Generative Output and Data Synthesis#
Objectives: what you will take away#
Definitions & an understanding of the Howso Engine’s underlying instance-based learning (IBL) technology, which enables its generative capabilities.
How-To perform generative analysis and generate synthetic data using Engine.
Prerequisites: before you begin#
Installation
You have successfully installed Howso Engine
You have an understanding of Howso’s basic workflow.
Concepts & Terminology#
How does Engine’s underlying IBL technology make it capable of generative output?
Engine is rooted in instance-based learning (IBL), which stores instances, i.e., data points, in memory and makes predictions about new instances given their relationships to existing instances. Engine’s IBL algorithm is based on the principles of “nearest neighbors”, which makes inferences about a data point given its relationship to the points to which it is closest in space. Thus, given a new data point, Engine dynamically identifies the region of original data with the most influence on the new point. These points will have the highest likelihood of representing the same information as the new point, and information about the new data point can be inferred from its neighbors.
This underlying inference algorithm also enables Engine to do both discriminative and generative predictions. Discriminative analysis utilizes the maximum likelihood estimate (MLE) to make predictions. In contrast, generative analysis samples a prediction from the likelihood distribution.
How does conviction enable Engine’s generative AI capabilities?
Conviction is a computed ratio of the expected surprisal to actual surprisal. Conviction is often used when making predictions to determine how closely a prediction for a new data point should adhere to the original data. A defining feature of Engine is that it utilizes the concept of conviction to condition its sample from the likelihood distribution to be more or less unusual (or surprising) during generative analysis. Conviction translates well into generative space, and defines how similar a new point proposed by Engine should be to the original data. For example, using conviction, Engine can generate points that are more surprising, i.e., different, than the original data, and vice versa.

-.-.-

DIRECTION A: Revise the Howso Engine text, starting at "Conviction is a" and ending at "and vice versa.", so that "surprisal" is replaced with "self-information".

Bounding box annotation rows
-.-.-

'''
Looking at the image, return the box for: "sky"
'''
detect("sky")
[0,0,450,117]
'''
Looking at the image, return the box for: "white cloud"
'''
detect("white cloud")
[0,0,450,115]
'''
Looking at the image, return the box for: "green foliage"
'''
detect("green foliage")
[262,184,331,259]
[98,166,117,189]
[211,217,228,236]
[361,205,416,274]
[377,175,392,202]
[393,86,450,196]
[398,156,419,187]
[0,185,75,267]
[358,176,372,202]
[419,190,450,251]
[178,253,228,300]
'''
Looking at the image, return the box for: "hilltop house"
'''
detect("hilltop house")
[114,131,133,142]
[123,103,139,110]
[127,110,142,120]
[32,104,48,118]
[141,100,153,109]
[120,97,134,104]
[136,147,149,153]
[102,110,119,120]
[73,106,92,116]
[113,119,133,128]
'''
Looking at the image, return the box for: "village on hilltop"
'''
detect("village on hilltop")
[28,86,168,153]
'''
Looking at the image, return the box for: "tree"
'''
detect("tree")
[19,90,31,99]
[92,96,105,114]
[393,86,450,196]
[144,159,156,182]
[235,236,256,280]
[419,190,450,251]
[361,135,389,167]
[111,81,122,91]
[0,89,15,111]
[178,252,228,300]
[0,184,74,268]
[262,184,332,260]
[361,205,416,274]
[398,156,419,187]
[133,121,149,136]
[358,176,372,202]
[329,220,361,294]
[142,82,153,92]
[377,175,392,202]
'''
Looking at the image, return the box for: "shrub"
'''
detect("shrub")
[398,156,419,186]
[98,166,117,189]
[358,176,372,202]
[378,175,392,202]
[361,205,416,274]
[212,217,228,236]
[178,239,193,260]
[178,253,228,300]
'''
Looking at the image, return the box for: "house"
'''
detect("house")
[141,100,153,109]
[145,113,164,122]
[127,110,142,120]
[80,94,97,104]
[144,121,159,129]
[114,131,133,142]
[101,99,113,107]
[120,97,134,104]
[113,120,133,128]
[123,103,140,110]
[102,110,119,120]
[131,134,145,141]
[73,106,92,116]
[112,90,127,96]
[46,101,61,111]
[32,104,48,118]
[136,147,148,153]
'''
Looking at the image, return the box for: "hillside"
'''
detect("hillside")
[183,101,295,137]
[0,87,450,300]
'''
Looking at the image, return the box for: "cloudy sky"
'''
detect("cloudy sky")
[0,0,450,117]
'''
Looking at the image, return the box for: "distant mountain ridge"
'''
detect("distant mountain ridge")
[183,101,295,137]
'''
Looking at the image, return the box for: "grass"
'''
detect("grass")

-.-.-

DIRECTION B: Return each line of the rows that contains the string "hillside", treating uppercase and lowercase letters as distinct.

ANSWER A:
Conviction is a computed ratio of the expected self-information to actual self-information. Conviction is often used when making predictions to determine how closely a prediction for a new data point should adhere to the original data. A defining feature of Engine is that it utilizes the concept of conviction to condition its sample from the likelihood distribution to be more or less unusual (or surprising) during generative analysis. Conviction translates well into generative space, and defines how similar a new point proposed by Engine should be to the original data. For example, using conviction, Engine can generate points that are more surprising, i.e., different, than the original data, and vice versa.

ANSWER B:
Looking at the image, return the box for: "hillside"
detect("hillside")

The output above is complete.